(PROBLEM): Copy out each line exactly; pictures stay out of the copy.

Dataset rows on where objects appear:

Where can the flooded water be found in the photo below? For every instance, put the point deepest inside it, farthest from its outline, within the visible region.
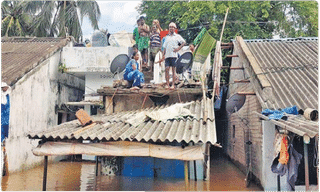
(80, 176)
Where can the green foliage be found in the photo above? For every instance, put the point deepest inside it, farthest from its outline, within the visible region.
(62, 68)
(250, 19)
(47, 18)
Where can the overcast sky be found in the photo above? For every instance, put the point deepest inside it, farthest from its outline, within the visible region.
(115, 16)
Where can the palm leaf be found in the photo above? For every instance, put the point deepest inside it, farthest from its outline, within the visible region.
(19, 27)
(42, 21)
(9, 25)
(91, 10)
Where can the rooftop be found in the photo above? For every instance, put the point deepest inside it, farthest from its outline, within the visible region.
(291, 67)
(19, 55)
(115, 127)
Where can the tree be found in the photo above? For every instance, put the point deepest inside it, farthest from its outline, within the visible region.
(14, 20)
(55, 18)
(250, 19)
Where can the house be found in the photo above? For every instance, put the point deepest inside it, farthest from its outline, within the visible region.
(273, 74)
(140, 146)
(30, 65)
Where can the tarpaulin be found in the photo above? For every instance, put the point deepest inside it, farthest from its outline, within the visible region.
(280, 114)
(199, 37)
(204, 48)
(121, 148)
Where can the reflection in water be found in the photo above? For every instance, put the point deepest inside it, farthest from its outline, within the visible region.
(80, 176)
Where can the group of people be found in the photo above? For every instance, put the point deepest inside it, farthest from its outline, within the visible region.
(166, 41)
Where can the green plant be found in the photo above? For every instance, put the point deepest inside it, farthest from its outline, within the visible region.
(62, 68)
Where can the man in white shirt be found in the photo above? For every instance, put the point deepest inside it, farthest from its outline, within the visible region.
(170, 52)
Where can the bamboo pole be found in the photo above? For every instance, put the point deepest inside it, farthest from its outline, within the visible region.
(306, 166)
(45, 171)
(224, 23)
(186, 175)
(206, 170)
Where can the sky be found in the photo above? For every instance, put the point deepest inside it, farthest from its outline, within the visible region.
(115, 16)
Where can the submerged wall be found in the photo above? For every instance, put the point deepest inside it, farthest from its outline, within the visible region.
(33, 108)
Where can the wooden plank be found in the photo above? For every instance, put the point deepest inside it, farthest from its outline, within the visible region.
(233, 68)
(246, 93)
(108, 91)
(227, 44)
(232, 56)
(254, 64)
(226, 47)
(242, 81)
(45, 172)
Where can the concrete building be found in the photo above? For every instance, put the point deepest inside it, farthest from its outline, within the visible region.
(273, 74)
(39, 92)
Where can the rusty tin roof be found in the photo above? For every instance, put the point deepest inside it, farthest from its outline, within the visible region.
(113, 128)
(291, 67)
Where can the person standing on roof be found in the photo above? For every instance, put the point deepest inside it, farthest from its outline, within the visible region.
(155, 44)
(136, 32)
(136, 50)
(143, 43)
(132, 74)
(157, 24)
(170, 53)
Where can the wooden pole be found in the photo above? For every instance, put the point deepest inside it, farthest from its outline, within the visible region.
(186, 174)
(206, 170)
(44, 184)
(97, 163)
(306, 166)
(224, 23)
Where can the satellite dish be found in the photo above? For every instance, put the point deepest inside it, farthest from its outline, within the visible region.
(184, 62)
(119, 63)
(235, 102)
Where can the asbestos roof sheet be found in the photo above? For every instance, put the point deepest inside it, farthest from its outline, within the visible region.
(19, 55)
(297, 124)
(291, 67)
(114, 127)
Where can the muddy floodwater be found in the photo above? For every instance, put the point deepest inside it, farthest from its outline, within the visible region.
(80, 176)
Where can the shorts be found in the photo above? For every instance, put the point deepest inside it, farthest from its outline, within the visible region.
(170, 62)
(153, 52)
(143, 43)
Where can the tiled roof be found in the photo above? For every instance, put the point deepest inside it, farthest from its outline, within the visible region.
(19, 55)
(291, 67)
(113, 128)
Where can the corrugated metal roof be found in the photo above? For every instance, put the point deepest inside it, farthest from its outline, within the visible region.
(291, 66)
(19, 55)
(297, 124)
(113, 127)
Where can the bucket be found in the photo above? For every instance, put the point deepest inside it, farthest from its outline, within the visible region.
(311, 114)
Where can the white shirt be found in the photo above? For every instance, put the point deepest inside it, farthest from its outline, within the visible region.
(140, 60)
(171, 43)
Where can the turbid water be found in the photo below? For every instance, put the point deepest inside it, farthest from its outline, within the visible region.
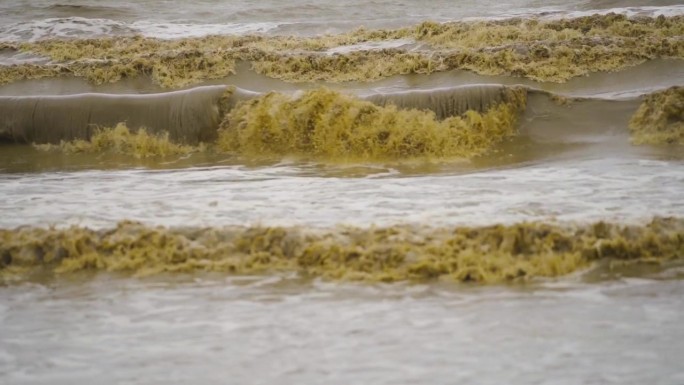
(367, 192)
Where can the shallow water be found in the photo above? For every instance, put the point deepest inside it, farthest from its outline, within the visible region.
(276, 330)
(28, 20)
(569, 164)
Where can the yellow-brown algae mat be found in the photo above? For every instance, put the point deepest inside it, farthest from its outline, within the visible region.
(327, 125)
(490, 254)
(543, 50)
(660, 118)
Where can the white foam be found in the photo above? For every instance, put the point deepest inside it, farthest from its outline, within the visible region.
(80, 27)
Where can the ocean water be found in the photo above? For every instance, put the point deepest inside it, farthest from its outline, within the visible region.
(568, 165)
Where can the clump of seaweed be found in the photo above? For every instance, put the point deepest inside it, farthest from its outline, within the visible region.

(ANSWER TO THE PROBLEM):
Where can the flooded water be found in the photo below? For every instance, put the point deepest inside it, farthest from its outline, within the visible region.
(80, 176)
Where can the green foliage be found in the photo above? For every instance, put the point deepest inside it, farthest from its outline, within the visible region.
(62, 68)
(250, 19)
(47, 18)
Where can the overcast sky be found in the photo above? For every instance, put the point deepest inside it, farthest from its outline, within the visible region.
(115, 16)
Where can the palm leaf be found in the photo above? For every instance, put the point deepest inside it, farthest from its outline, within the visible region.
(19, 27)
(42, 21)
(9, 25)
(91, 10)
Where can the rooftop be found in the photo above? For every instance, put the point deepest inside it, farthest from its outline, within the visible region.
(291, 67)
(19, 55)
(115, 127)
Where can the tree be found in the photo above? For every instance, put the point deepest inside it, farthest from its outline, within the visible region.
(14, 20)
(55, 18)
(250, 19)
Where can the house be found in the photo above? For every instance, put the point deepest inside it, farthest from its outline, within the visible region.
(273, 74)
(140, 146)
(30, 65)
Where can the tarpaulin be found in the photo above? For every instance, put the point deepest inside it, farthest from its outline, within the visible region.
(280, 114)
(199, 37)
(204, 48)
(121, 148)
Where can the reflection in water be found in the photo above? For every instance, put the point deepest inside it, farthest from its outline, within the visible region.
(80, 176)
Where can the group of people be found in the photo above? For every instance, put the point deepest inside it, farthest from its outline, within the visible region.
(166, 41)
Where can the green plant be found in the photo above? For every instance, put the point deepest inside it, farthest from its outline, within the visible region.
(62, 68)
Where can the man in white shirt be found in the photo above? For every instance, put the point deepest inside it, farthest from its outline, within the visible region.
(170, 52)
Where can the bamboo pole be found in the photo above? For every instance, put the point deepest inside it, farthest from its outline, within the visible region.
(306, 166)
(45, 171)
(224, 23)
(186, 175)
(206, 170)
Where can the sky be found in the photo above? For every instance, put the point deepest inside it, farthest from its outline, within the visible region.
(115, 16)
Where can the submerged wall be found in the photo above? For every instance, put the point deepest inside it, farthest from its outline, within the visible region.
(33, 108)
Where can the wooden plank be found in the photo above? For every instance, put the point deepest inside it, farthest from its outline, within the visible region.
(233, 68)
(246, 93)
(108, 91)
(227, 44)
(232, 56)
(254, 64)
(226, 47)
(242, 81)
(45, 172)
Where can the concrete building be found in the photo above? For every instance, put the point deepest inside it, farthest from its outline, within the visible region.
(273, 74)
(39, 92)
Where can the rusty tin roof be found in the photo above? For every instance, put the point deepest inside it, farthest from its outline, within the visible region.
(113, 128)
(291, 67)
Where can the person standing on roof be found in the photo above? For every instance, put the point deepest inside it, farthest from its outline, within the visible region.
(155, 44)
(136, 32)
(136, 50)
(143, 43)
(132, 74)
(157, 24)
(170, 53)
Where can the wooden pole be found in the photo above? For every instance, put the point deepest inside it, farthest from its outline, within the visible region.
(186, 174)
(206, 170)
(44, 184)
(97, 163)
(306, 166)
(224, 23)
Where can the satellite dish be found in the photo above? For every instance, put the point deepest inside it, farthest from its outline, within the visible region.
(184, 62)
(119, 63)
(235, 102)
Where can the asbestos roof sheet be found in the photo above? For every instance, put the point deepest inside it, farthest from its outline, within the visible region.
(19, 55)
(297, 124)
(291, 67)
(114, 127)
Where can the muddy floodwater be found in the photo above? For every instance, put the point deepest inside it, farthest from its outline, within the visible region.
(80, 176)
Where can the shorts be found in the photo above? For every instance, put the point deepest inside it, farthest from its outline, within the visible region.
(170, 62)
(153, 52)
(143, 43)
Where can the tiled roof be found in the photo above? For every instance, put the point deepest inside it, farthest from its outline, within the visible region.
(19, 55)
(291, 67)
(113, 128)
Where can the corrugated metal roof be found in the photo above? For every instance, put the point deepest inside it, farthest from its outline, within the visible region.
(291, 66)
(19, 55)
(297, 124)
(113, 127)
Where can the bucket be found in the photo above? For every instance, put the point deepest inside it, farthest from its outline, within the visible region.
(311, 114)
Where can the white shirt be found in the photo above? For every instance, put the point deepest inside it, farthest from its outline, within the visible region.
(140, 60)
(171, 43)
Where can the turbid water be found in the photo below? For every instance, put the point deepest inside it, farthest from its outline, within the visible region.
(367, 192)
Where can the shallow water be found in the photo above? For every instance, put the point deepest inside it, farthest from its outline, within the visible region.
(276, 330)
(28, 20)
(569, 164)
Where can the yellow-brown algae mat be found in the photo above? For every instance, put the point deepest inside it, farthest from its outline, within the visible region.
(327, 125)
(490, 254)
(543, 50)
(660, 118)
Where can the white foam be found in the photo above? For every instance, put the point deepest inside it, farthest from its outline, within the visible region.
(80, 27)
Where can the ocean water be found in the photo above? For every instance, put the point deepest inside it, farthest from its outline, within the visible region.
(568, 165)
Where can the clump of seaweed be found in the photo above? For every instance, put the point deepest inside it, farthest from its outline, within the visible region.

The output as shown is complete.